Work to do :: From the line that includes "of the distant" to the last line of the records that follow, copy every line exactly and nothing more, omitting pictures.
** BEGIN **
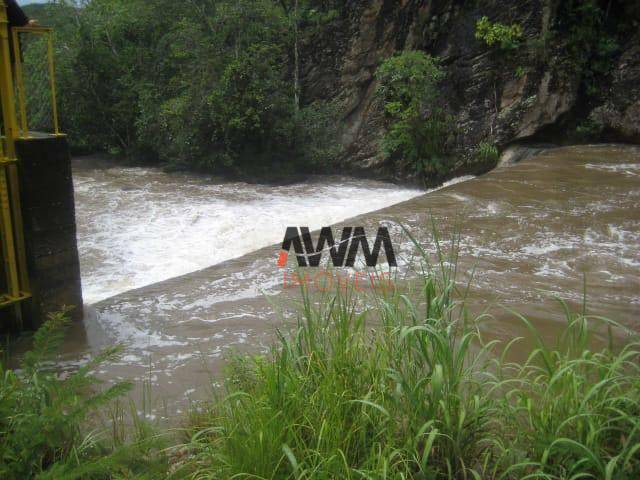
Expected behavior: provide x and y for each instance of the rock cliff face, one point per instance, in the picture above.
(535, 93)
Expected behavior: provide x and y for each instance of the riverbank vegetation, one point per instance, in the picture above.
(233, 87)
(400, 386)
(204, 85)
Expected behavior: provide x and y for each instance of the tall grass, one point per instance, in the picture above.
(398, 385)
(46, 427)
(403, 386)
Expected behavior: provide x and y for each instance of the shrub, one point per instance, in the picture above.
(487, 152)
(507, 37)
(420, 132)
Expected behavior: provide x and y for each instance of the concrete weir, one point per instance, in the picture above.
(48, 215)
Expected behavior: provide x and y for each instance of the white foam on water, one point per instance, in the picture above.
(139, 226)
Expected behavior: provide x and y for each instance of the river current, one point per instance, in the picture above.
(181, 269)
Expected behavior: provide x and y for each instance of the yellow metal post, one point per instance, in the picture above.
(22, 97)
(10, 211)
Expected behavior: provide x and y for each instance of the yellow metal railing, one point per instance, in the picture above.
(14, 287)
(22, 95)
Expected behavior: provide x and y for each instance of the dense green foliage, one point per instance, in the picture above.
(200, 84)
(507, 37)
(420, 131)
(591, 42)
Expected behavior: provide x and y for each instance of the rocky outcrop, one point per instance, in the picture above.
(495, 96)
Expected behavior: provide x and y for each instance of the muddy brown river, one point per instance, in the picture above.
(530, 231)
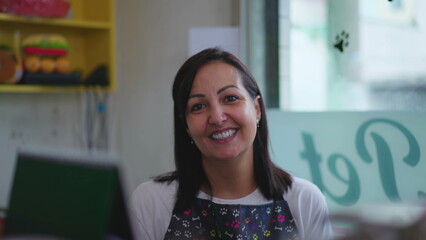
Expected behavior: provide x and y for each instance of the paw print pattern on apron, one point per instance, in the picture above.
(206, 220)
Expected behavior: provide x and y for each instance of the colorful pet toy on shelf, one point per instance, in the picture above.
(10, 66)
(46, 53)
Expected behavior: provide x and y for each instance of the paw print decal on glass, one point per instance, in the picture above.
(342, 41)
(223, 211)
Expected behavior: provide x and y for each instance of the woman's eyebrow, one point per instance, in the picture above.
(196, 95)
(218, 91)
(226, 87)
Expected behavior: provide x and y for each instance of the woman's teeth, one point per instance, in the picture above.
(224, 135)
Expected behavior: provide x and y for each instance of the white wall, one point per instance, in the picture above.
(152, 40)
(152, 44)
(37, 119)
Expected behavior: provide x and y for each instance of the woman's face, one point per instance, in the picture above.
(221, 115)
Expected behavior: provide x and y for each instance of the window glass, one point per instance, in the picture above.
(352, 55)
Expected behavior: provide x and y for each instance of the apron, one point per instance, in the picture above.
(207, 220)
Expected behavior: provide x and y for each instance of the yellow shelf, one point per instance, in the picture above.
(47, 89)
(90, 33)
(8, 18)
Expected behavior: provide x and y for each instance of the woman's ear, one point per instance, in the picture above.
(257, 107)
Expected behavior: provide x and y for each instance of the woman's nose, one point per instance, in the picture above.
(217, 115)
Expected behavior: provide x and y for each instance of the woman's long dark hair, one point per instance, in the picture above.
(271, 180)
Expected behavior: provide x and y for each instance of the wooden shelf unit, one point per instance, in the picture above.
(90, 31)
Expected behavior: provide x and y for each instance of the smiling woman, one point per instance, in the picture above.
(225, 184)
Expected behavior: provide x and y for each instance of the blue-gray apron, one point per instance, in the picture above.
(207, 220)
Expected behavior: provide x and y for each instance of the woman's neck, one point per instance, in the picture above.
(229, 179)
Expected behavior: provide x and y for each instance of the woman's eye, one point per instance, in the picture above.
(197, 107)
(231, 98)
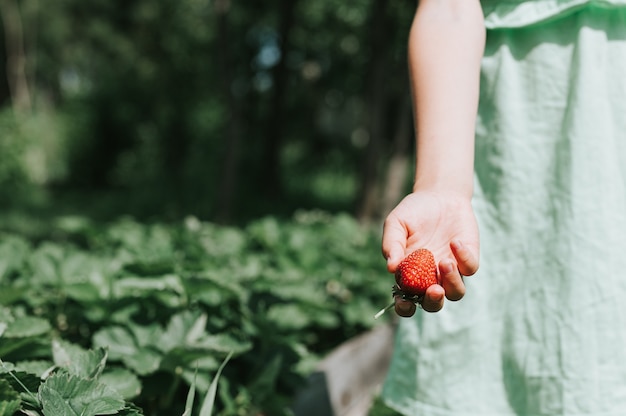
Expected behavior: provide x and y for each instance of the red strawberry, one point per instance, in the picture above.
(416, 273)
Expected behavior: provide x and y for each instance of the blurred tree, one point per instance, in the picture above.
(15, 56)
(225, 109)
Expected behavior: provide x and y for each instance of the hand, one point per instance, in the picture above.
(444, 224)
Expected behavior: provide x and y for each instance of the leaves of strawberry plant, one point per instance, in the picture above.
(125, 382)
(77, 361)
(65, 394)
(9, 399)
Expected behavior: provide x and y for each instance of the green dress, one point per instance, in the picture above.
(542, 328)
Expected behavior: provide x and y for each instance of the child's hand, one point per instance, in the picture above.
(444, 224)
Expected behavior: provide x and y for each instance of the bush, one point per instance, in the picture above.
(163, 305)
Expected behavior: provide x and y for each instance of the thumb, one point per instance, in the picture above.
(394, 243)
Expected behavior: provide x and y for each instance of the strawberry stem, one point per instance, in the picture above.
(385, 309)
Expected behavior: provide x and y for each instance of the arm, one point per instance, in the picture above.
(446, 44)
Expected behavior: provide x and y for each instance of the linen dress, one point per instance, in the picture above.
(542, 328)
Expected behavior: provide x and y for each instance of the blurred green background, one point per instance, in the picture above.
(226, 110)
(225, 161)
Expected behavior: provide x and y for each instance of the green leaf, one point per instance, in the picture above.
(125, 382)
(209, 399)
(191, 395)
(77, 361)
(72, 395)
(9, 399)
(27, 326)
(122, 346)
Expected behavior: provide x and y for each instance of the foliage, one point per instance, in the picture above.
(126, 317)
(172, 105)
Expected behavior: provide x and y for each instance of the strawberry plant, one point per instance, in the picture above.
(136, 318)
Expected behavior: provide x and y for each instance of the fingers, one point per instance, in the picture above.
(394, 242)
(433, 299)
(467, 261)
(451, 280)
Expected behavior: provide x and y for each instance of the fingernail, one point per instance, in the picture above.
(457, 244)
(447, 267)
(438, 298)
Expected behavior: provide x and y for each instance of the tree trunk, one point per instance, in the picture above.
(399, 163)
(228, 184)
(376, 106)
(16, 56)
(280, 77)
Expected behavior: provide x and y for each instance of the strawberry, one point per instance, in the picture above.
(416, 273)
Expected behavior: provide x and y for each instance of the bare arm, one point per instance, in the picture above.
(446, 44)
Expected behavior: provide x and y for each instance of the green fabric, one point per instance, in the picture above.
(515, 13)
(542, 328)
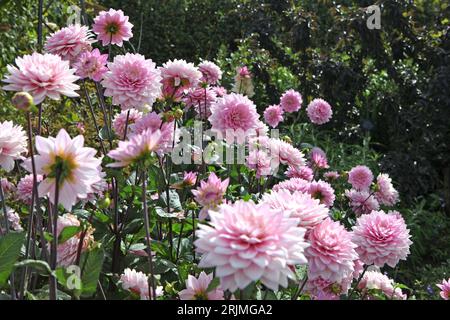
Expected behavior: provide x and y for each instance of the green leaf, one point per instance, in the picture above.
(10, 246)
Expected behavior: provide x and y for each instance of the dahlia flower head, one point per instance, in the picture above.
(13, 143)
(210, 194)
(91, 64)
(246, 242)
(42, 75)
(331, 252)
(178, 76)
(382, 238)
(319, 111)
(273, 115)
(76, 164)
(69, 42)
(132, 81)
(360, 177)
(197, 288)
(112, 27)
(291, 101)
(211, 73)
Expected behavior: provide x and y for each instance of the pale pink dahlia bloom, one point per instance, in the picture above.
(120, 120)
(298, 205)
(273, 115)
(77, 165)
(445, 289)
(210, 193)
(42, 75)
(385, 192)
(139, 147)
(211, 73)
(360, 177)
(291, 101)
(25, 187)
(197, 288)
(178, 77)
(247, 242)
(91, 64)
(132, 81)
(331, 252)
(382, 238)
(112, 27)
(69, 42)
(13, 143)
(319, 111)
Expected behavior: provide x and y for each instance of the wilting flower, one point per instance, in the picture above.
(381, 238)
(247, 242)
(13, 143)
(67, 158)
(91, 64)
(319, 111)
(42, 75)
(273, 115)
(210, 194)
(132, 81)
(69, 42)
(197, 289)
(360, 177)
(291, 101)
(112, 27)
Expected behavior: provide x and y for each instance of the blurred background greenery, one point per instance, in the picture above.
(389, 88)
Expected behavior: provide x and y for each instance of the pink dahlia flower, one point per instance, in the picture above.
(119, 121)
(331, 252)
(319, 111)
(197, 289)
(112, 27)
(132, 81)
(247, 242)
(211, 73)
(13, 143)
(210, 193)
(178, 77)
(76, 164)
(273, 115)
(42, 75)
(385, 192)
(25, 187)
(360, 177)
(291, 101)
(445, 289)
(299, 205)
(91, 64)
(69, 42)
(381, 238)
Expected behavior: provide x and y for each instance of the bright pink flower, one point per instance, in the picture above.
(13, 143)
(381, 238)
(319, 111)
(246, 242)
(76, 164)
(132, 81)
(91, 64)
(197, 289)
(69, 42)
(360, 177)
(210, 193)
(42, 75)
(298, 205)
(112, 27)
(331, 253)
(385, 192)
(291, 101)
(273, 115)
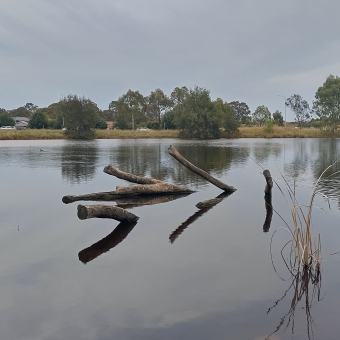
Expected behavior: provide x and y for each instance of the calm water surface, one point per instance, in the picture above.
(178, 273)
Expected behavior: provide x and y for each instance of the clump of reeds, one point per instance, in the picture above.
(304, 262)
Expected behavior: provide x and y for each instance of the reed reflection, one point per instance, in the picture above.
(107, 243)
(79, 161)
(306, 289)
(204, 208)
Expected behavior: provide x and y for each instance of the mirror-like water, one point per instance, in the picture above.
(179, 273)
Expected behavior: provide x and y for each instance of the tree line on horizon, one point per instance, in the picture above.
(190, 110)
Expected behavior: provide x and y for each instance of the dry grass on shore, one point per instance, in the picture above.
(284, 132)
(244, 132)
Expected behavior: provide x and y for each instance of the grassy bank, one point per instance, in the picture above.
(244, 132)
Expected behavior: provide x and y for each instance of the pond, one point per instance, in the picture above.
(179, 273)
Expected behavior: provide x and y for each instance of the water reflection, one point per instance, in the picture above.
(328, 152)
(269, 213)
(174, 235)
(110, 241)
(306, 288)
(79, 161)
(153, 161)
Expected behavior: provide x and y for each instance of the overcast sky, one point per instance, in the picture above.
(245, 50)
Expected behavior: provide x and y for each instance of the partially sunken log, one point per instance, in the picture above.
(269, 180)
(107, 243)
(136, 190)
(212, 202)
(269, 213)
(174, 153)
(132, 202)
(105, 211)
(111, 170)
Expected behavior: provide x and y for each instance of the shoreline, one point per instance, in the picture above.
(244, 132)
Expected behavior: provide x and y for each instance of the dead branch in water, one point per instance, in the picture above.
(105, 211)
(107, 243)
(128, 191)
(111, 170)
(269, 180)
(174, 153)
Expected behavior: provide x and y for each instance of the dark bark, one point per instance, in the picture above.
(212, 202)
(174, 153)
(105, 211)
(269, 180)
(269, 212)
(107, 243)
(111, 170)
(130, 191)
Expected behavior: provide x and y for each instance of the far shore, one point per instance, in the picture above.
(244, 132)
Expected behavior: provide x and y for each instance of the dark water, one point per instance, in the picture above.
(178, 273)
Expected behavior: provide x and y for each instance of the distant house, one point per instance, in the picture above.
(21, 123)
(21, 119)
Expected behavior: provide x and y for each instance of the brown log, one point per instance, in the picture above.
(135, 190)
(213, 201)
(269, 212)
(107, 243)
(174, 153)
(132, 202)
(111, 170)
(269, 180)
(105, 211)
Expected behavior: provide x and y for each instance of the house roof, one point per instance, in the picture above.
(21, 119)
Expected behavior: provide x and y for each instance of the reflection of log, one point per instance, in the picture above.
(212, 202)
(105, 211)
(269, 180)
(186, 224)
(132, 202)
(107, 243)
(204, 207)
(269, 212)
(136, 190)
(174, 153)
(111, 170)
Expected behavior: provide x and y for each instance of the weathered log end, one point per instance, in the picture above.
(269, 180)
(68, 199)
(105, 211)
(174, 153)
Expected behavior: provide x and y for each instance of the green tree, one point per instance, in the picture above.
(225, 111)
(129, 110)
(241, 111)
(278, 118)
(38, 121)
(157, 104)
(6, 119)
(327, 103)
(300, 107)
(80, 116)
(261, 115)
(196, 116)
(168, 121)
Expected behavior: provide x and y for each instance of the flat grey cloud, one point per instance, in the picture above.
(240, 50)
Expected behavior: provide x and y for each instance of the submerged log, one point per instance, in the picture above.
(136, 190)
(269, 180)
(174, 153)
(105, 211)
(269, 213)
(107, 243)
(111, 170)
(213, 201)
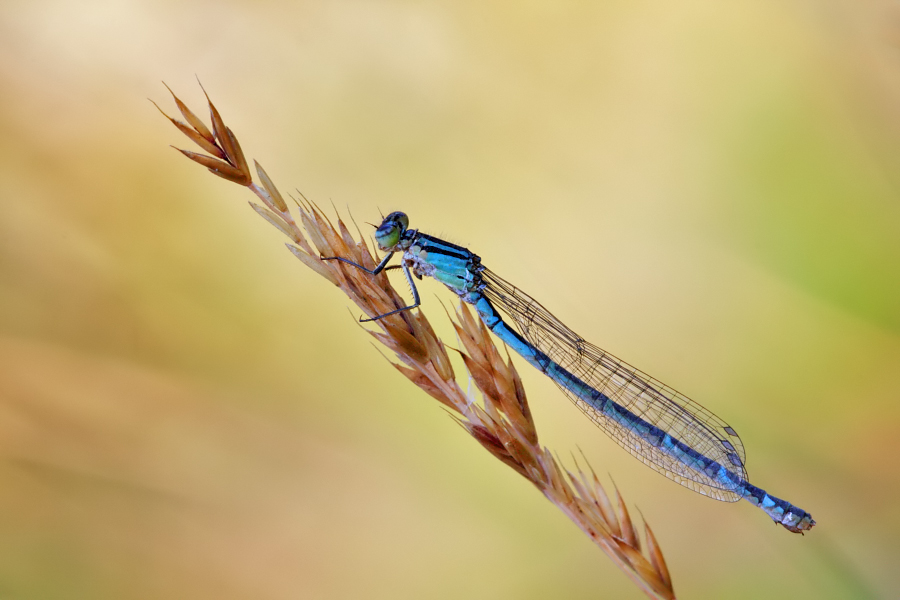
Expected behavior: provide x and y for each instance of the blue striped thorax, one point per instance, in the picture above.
** END **
The result ::
Expected behavior: provide x and y for each instance of the distant house, one point per instance, in the picture above.
(21, 123)
(21, 119)
Expected behavior: provide x and y for each instance of the brown log, one point per instance, in the picture above.
(135, 190)
(213, 201)
(269, 212)
(107, 243)
(174, 153)
(132, 202)
(111, 170)
(269, 180)
(105, 211)
Expected behavior: provide x and y for each instance of the house roof, one point per instance, in the picture above.
(21, 119)
Expected behavior: provide x and y for each instance of the reflection of log, one point per instance, in the picture above.
(212, 202)
(105, 211)
(269, 180)
(186, 224)
(132, 202)
(107, 243)
(204, 207)
(269, 212)
(136, 190)
(174, 153)
(111, 170)
Expected behavior: provide x and y for each instance of the weathered log end, one point per instance, in the picture above.
(269, 180)
(68, 199)
(105, 211)
(174, 153)
Expected behavior: provide x and y for each instance of the green tree, one point per instance, in the picture above.
(225, 111)
(129, 110)
(241, 111)
(278, 118)
(38, 121)
(157, 104)
(6, 119)
(327, 103)
(300, 107)
(80, 116)
(261, 115)
(196, 116)
(168, 121)
Expected behavior: provide x and y for each instance of the flat grey cloud, one point per instance, in the picture above.
(240, 50)
Expected behavior: provide x and y for each instance of the submerged log, one point per instance, in the picture above.
(136, 190)
(269, 180)
(174, 153)
(105, 211)
(269, 213)
(107, 243)
(111, 170)
(213, 201)
Expected behavior: provide x and y for each instance of the blue striped thorax, one point per instance, in the picture above.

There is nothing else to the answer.